> [Text for analysis]
Start of Block

The Beta Band: Heroes To Zeros

The Beta Band: Heroes To Zeros

"I tried to do my own thing," Beta Band vocalist Steve Mason sings late on the group's new album. "But the trouble with your own thing is, you end up on your own." That glum assessment and Heroes To Zeros' self-deprecating title could signal an artistic retreat for the determinedly eccentric Scotsmen, but the album doesn't really bear out that suggestion. Then again, it's hard to imagine a CD that opens with a burst of U2-inspired guitar, and closes with a series of bloops and the band riding a snare drum, sounding like a retreat of any kind.

The Beta Band had one of its best moments immortalized in High Fidelity, when John Cusack stirred up a crowded record store with the early single "Dry The Rain." Since then, The Beta Band has fostered a reputation for unpredictability (even turning out an unpredictable flop of a first album), but with its weird blend of modernized psychedelia, sonic sweep, and oblique but sincere emotions, that song contained the genetic material for what was to come.

End of Block

> [Actions to take]
1. Reproduce word for word the stretch of the Beta Band review from "The Beta Band had" through "was to come.".
2. Translate this sentence from the Beta Band review into Spanish: "The Beta Band had one of its best moments immortalized in High Fidelity, when John Cusack stirred up a crowded record store with the early single 'Dry The Rain.'"

> [Record excerpts]
Start of Block

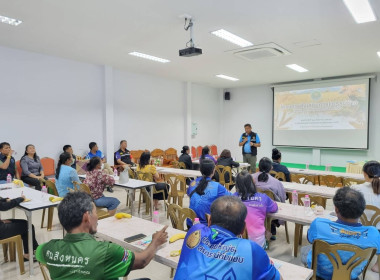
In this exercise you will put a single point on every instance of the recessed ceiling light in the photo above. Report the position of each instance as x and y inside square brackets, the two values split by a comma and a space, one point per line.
[221, 33]
[297, 68]
[227, 77]
[150, 57]
[10, 21]
[361, 10]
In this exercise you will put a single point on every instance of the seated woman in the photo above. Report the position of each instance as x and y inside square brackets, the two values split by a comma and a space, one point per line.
[371, 191]
[98, 180]
[258, 205]
[185, 157]
[145, 167]
[12, 227]
[205, 154]
[65, 175]
[277, 166]
[7, 163]
[32, 171]
[225, 159]
[203, 191]
[265, 182]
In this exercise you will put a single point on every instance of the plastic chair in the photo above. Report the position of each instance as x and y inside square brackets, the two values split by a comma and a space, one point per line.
[222, 171]
[347, 182]
[52, 190]
[214, 150]
[174, 181]
[340, 270]
[99, 210]
[303, 179]
[278, 175]
[268, 220]
[330, 181]
[13, 243]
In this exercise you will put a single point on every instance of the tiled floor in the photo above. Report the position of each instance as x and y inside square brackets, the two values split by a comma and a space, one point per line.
[278, 249]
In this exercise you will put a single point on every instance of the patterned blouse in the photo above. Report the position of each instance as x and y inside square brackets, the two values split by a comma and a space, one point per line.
[97, 181]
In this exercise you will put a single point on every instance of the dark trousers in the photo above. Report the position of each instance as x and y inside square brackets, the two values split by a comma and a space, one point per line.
[32, 182]
[18, 227]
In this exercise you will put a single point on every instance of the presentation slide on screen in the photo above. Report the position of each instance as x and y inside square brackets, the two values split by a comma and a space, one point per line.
[331, 114]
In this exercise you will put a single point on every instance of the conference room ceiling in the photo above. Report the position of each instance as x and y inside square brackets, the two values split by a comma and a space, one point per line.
[104, 32]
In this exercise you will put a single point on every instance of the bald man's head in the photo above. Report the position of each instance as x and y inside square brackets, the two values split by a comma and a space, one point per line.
[229, 212]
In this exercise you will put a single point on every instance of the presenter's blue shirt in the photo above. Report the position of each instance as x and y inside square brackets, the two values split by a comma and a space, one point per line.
[340, 232]
[214, 253]
[201, 204]
[97, 154]
[247, 146]
[67, 175]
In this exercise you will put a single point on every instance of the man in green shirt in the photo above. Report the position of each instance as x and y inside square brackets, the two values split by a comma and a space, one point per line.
[79, 256]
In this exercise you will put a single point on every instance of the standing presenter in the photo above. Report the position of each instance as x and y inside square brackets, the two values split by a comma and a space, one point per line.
[249, 141]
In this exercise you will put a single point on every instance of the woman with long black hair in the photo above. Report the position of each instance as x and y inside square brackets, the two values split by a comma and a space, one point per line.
[258, 205]
[65, 175]
[32, 171]
[203, 191]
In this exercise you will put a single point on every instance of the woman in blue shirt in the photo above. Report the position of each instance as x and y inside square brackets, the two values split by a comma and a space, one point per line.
[65, 174]
[205, 154]
[203, 191]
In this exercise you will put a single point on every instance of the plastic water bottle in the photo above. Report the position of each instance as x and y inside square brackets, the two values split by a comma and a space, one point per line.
[306, 204]
[9, 178]
[294, 198]
[156, 217]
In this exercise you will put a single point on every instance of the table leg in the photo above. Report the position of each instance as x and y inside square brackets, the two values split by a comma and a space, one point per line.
[30, 241]
[151, 203]
[297, 230]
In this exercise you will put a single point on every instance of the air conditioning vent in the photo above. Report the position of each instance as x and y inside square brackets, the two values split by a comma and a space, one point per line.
[260, 51]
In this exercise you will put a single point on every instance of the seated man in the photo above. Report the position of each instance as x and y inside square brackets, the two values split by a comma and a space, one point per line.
[349, 206]
[215, 251]
[79, 256]
[95, 152]
[69, 149]
[7, 163]
[123, 156]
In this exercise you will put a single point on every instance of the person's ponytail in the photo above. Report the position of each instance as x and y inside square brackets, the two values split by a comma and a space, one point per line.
[265, 166]
[62, 160]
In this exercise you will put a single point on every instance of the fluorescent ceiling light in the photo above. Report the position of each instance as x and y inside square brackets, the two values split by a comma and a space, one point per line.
[297, 68]
[10, 21]
[150, 57]
[227, 77]
[361, 10]
[221, 33]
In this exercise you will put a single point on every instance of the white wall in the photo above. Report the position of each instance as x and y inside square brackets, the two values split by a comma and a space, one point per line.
[149, 111]
[49, 102]
[254, 105]
[205, 112]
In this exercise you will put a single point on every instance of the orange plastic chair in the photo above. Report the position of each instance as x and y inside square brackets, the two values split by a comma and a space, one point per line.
[194, 152]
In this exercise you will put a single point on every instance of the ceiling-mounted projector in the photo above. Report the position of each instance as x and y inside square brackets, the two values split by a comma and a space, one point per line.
[191, 50]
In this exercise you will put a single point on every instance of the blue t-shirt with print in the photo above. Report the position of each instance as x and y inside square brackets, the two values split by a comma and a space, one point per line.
[247, 146]
[214, 253]
[201, 204]
[97, 154]
[340, 232]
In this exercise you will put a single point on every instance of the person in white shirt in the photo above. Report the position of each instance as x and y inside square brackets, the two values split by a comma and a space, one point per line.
[371, 191]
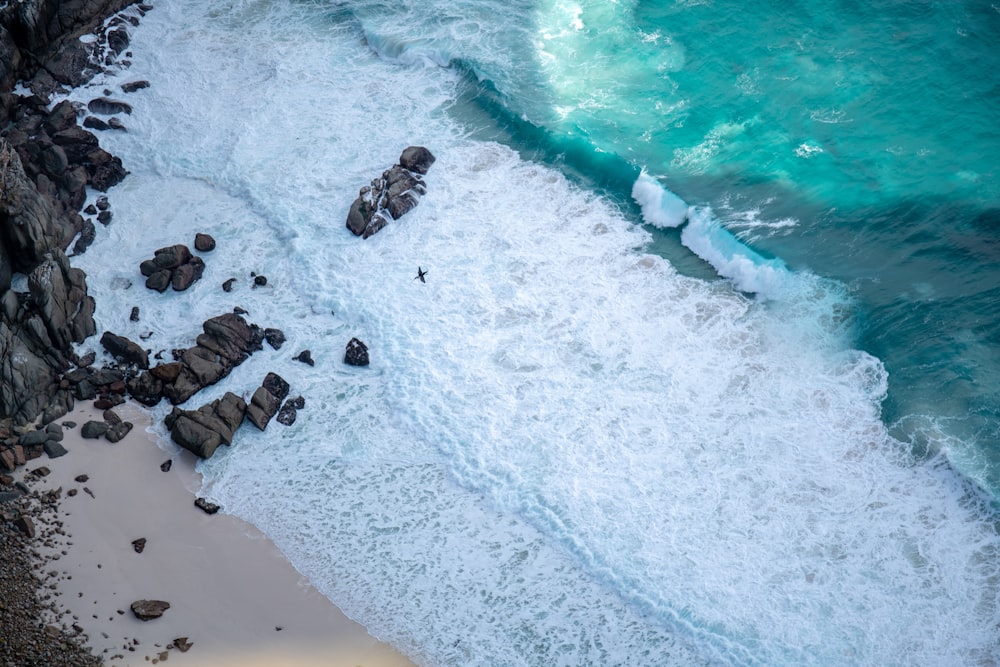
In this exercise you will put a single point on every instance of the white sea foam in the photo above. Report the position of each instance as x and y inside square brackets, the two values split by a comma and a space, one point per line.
[563, 452]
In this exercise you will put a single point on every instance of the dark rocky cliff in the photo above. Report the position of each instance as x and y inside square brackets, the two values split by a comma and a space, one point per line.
[46, 163]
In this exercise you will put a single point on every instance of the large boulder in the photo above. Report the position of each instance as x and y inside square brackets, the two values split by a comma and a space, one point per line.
[201, 431]
[267, 400]
[125, 350]
[173, 265]
[227, 341]
[392, 195]
[416, 159]
[356, 353]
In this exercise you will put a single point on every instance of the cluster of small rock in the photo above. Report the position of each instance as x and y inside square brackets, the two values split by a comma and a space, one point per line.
[175, 266]
[392, 195]
[27, 516]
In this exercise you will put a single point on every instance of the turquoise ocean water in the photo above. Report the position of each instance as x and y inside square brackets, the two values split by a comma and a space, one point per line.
[706, 367]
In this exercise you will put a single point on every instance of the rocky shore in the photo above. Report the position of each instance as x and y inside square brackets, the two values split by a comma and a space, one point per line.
[52, 171]
[47, 162]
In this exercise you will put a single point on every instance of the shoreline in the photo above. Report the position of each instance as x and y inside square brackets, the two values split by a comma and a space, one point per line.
[233, 595]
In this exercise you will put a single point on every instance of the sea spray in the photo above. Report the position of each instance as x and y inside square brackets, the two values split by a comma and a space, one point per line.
[563, 451]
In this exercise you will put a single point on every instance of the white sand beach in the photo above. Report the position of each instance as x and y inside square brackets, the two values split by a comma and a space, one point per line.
[232, 594]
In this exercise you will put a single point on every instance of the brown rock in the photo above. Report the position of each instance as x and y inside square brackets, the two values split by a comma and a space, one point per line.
[146, 610]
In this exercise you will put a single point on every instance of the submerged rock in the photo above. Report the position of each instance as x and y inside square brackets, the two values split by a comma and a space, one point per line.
[146, 610]
[392, 195]
[356, 353]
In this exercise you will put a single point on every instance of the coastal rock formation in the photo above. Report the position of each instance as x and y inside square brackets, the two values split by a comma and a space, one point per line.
[201, 431]
[356, 353]
[146, 610]
[392, 195]
[46, 163]
[172, 266]
[226, 342]
[267, 400]
[124, 350]
[289, 411]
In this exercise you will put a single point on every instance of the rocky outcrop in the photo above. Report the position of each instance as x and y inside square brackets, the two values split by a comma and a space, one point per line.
[356, 353]
[267, 400]
[124, 350]
[392, 195]
[146, 610]
[289, 411]
[172, 266]
[226, 342]
[201, 431]
[43, 35]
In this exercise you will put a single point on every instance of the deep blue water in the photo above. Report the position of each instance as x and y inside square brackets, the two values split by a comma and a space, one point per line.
[705, 369]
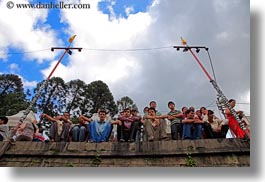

End of Block

> [Results in order]
1.
The Beta Band had one of its best moments immortalized in High Fidelity, when John Cusack stirred up a crowded record store with the early single "Dry The Rain." Since then, The Beta Band has fostered a reputation for unpredictability (even turning out an unpredictable flop of a first album), but with its weird blend of modernized psychedelia, sonic sweep, and oblique but sincere emotions, that song contained the genetic material for what was to come.

2. The Beta Band tuvo uno de sus mejores momentos inmortalizado en High Fidelity, cuando John Cusack alborotó una tienda de discos abarrotada con uno de sus primeros sencillos, «Dry The Rain».